- EXERCISE DATA
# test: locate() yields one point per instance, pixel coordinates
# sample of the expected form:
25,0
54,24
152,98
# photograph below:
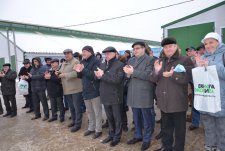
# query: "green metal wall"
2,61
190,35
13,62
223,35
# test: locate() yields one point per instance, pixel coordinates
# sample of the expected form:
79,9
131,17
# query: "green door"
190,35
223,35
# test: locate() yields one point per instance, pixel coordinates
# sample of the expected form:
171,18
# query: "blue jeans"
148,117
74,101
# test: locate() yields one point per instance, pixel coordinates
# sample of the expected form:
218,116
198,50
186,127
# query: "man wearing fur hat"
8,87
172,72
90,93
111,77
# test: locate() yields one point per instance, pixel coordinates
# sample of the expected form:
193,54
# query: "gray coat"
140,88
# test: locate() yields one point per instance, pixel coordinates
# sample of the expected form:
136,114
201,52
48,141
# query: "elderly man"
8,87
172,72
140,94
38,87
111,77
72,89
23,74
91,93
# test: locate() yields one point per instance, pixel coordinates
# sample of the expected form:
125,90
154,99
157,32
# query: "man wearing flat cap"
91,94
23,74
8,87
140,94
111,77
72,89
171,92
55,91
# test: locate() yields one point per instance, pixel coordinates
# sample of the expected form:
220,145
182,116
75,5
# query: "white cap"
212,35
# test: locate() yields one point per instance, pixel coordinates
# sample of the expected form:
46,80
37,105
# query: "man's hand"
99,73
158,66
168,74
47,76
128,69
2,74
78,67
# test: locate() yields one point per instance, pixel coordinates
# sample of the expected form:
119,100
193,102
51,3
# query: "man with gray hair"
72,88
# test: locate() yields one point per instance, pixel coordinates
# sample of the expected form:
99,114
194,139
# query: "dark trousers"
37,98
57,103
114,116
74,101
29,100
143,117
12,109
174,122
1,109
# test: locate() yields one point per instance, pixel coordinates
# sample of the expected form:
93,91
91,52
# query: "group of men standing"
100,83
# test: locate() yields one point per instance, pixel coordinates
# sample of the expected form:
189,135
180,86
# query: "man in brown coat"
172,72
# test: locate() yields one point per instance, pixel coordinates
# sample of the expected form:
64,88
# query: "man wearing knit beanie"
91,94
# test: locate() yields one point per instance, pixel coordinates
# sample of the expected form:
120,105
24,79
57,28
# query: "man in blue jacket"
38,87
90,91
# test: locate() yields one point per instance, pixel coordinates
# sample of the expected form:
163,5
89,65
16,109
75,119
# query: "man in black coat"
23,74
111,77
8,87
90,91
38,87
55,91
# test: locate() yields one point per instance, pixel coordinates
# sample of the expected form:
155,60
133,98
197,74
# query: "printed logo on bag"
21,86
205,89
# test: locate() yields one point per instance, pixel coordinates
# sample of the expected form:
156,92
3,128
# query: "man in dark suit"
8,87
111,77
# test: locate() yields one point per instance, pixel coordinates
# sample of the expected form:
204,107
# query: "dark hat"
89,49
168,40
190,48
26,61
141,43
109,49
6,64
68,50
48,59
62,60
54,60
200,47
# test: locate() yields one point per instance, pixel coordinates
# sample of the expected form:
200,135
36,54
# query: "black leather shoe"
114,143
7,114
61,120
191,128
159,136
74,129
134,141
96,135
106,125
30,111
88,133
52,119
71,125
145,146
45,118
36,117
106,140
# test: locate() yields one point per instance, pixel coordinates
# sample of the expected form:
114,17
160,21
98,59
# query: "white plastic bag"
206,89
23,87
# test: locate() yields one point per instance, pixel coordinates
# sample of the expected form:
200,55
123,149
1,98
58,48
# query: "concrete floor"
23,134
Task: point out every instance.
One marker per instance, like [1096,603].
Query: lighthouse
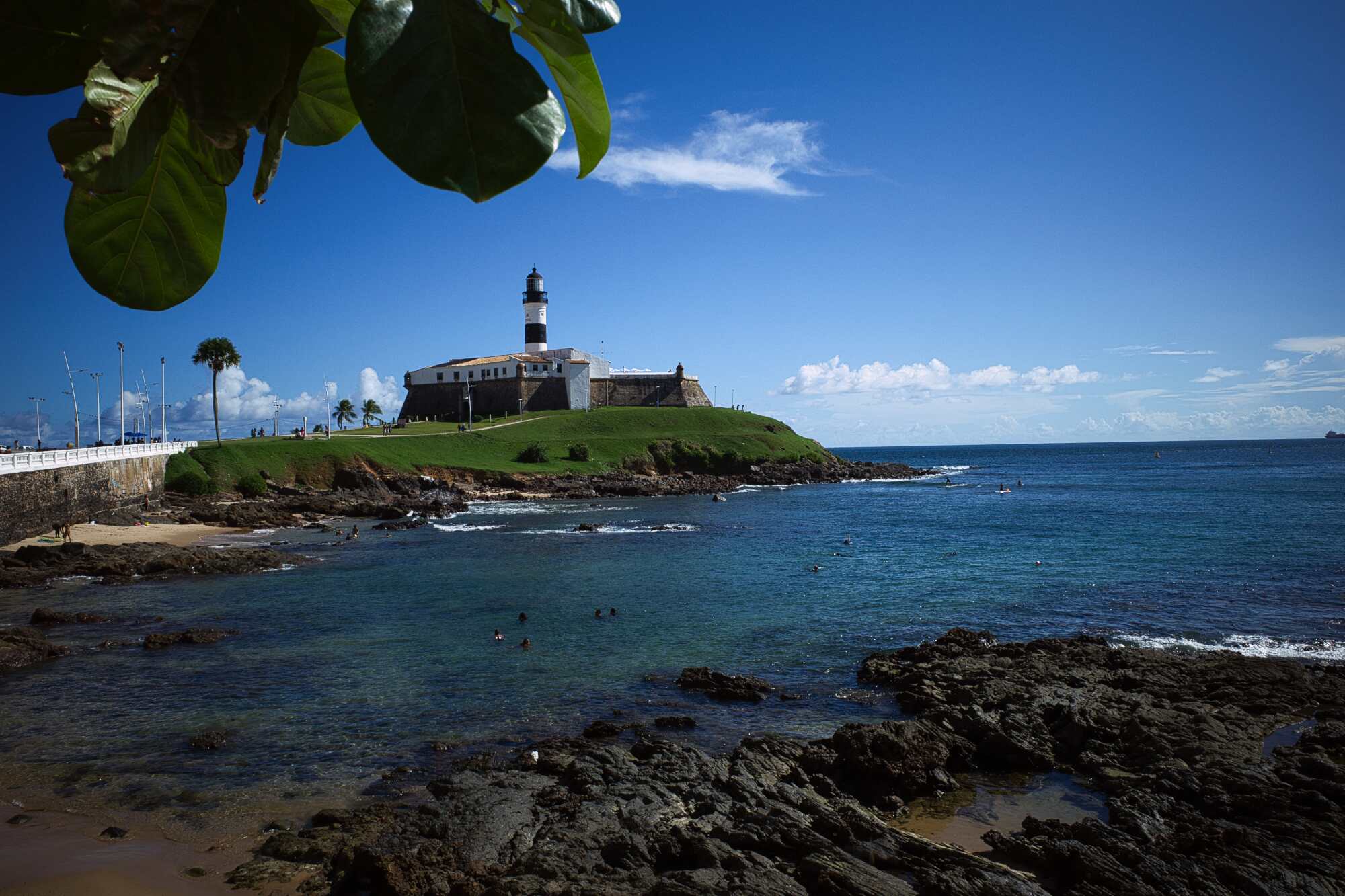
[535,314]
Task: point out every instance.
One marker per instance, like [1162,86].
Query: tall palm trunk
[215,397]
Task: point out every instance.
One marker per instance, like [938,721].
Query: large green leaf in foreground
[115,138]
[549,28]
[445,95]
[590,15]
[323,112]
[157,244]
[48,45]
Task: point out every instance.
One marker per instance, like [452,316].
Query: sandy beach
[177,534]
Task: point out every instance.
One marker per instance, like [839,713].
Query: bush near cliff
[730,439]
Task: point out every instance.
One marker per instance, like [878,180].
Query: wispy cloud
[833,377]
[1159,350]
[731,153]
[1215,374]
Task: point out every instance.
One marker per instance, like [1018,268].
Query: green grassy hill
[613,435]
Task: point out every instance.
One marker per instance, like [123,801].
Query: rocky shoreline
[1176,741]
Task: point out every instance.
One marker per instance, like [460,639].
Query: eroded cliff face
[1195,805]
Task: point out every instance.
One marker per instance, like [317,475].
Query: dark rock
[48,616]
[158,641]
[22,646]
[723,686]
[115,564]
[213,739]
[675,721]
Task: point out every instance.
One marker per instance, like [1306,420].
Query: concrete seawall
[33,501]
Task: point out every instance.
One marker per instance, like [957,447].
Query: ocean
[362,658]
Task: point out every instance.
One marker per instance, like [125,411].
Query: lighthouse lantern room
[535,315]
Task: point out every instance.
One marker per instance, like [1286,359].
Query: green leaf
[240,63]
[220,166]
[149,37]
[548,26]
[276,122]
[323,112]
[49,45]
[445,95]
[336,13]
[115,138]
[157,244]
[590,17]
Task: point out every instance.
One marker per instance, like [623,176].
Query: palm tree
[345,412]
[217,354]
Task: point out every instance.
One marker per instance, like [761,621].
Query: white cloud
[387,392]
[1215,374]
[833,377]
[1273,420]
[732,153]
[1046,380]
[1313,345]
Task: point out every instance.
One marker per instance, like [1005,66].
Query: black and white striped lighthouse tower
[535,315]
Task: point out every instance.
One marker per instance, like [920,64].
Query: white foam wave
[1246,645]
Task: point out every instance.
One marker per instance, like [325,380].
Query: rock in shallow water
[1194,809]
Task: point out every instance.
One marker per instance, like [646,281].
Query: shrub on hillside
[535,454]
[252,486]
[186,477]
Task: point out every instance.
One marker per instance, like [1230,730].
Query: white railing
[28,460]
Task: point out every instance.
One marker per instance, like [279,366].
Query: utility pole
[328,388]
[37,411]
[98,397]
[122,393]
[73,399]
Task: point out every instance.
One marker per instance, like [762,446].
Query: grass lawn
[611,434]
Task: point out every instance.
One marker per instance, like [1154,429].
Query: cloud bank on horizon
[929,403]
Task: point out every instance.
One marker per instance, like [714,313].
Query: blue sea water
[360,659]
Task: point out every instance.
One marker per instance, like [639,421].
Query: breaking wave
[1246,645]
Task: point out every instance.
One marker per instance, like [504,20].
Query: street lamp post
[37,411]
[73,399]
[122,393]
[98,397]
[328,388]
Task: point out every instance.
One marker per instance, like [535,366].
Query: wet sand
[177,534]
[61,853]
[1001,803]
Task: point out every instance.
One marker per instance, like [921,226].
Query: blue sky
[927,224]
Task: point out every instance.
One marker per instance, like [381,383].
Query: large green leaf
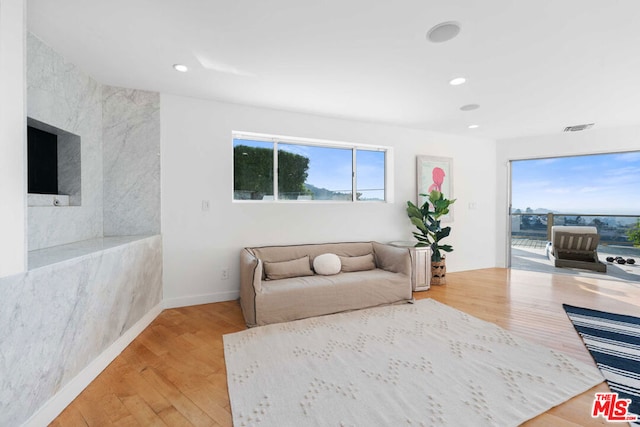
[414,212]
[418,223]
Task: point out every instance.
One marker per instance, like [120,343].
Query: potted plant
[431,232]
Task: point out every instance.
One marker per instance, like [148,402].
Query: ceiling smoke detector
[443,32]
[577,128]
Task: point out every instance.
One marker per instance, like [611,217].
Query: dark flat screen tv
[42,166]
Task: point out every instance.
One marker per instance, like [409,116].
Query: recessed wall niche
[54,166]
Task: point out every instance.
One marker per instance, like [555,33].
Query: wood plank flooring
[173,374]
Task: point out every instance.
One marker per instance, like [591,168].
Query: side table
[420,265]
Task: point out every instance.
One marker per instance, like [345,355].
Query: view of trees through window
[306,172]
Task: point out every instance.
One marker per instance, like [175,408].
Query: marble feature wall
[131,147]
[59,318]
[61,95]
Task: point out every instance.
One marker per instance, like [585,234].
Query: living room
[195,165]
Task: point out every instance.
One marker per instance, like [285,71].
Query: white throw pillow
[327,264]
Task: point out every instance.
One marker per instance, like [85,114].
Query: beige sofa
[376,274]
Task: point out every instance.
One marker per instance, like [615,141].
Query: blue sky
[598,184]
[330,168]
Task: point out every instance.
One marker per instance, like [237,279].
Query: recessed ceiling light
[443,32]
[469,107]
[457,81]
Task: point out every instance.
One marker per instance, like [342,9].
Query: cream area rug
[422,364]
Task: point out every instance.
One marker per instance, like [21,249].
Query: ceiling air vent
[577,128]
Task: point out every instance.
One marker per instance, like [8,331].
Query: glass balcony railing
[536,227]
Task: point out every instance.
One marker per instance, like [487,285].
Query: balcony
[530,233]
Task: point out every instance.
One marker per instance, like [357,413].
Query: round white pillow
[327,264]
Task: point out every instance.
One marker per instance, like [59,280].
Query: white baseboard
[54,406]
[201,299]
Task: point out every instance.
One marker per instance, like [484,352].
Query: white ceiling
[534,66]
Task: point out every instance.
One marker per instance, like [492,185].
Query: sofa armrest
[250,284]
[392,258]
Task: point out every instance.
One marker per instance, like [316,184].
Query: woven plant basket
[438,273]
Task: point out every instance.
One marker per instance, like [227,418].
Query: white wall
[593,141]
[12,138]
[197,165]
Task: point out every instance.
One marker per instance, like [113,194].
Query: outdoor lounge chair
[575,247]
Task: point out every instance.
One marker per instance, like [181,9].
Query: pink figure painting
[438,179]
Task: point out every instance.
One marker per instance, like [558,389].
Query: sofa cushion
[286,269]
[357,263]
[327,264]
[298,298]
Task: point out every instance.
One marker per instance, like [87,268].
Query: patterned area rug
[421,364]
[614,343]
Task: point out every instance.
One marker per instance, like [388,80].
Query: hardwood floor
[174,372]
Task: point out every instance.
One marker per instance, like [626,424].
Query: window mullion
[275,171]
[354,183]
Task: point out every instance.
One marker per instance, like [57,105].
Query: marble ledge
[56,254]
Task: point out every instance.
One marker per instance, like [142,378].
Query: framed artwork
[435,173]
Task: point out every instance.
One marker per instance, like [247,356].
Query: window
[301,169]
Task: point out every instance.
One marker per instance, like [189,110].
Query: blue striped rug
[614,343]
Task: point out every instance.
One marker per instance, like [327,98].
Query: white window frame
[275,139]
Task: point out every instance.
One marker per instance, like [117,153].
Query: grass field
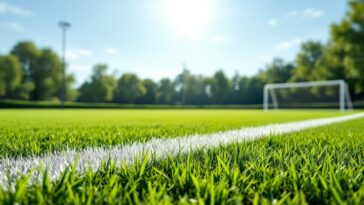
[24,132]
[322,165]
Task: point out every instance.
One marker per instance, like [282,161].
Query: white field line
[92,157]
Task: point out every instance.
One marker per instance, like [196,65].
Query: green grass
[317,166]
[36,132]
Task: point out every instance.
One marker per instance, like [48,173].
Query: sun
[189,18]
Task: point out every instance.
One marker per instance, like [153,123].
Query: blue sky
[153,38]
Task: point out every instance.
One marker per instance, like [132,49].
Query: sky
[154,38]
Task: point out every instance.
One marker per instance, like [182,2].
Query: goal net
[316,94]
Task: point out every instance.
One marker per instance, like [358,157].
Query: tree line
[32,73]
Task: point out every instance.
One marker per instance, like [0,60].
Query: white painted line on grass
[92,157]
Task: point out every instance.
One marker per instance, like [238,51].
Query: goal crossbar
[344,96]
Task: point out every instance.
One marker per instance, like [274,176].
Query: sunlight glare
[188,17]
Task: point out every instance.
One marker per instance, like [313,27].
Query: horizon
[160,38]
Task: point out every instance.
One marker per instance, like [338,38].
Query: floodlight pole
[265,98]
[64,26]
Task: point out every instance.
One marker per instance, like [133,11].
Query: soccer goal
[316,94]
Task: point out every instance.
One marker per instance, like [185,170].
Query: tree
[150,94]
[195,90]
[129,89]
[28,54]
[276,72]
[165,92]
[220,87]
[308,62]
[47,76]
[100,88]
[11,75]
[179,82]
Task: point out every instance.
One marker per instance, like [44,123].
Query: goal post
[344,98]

- THE PROBLEM
Look above for the line with "One marker per instance, like [920,64]." and the line with "One marker per instance, like [504,20].". Retype those two lines and every line between them exactly, adding nothing.

- WRITTEN SOLUTION
One marker per instance, like [920,64].
Query: white foam wave
[1246,645]
Task: point out every instance.
One marker per instance, like [325,380].
Query: rock in shallow water
[1194,809]
Task: point out every instance.
One marker per instance, like [646,281].
Query: shrub on hillside
[535,454]
[252,486]
[186,477]
Task: point out every instance.
One marker per instance, like [1230,730].
Query: white railing
[28,460]
Task: point out every instance.
One marker per instance, like [279,366].
Query: utility pole
[328,388]
[37,411]
[98,397]
[122,393]
[73,399]
Task: point out every instance.
One marker per instance, like [762,446].
Query: grass lawn
[611,434]
Task: point out every instance.
One marker per instance, like [1154,429].
Query: cloud bank on horizon
[929,403]
Task: point out every instance.
One marker per instance, like [714,313].
Query: blue sea water
[360,659]
Task: point out every instance.
One marker per instance, like [639,421].
Query: breaking wave
[1246,645]
Task: point out every instance.
One marker per instance, like [504,20].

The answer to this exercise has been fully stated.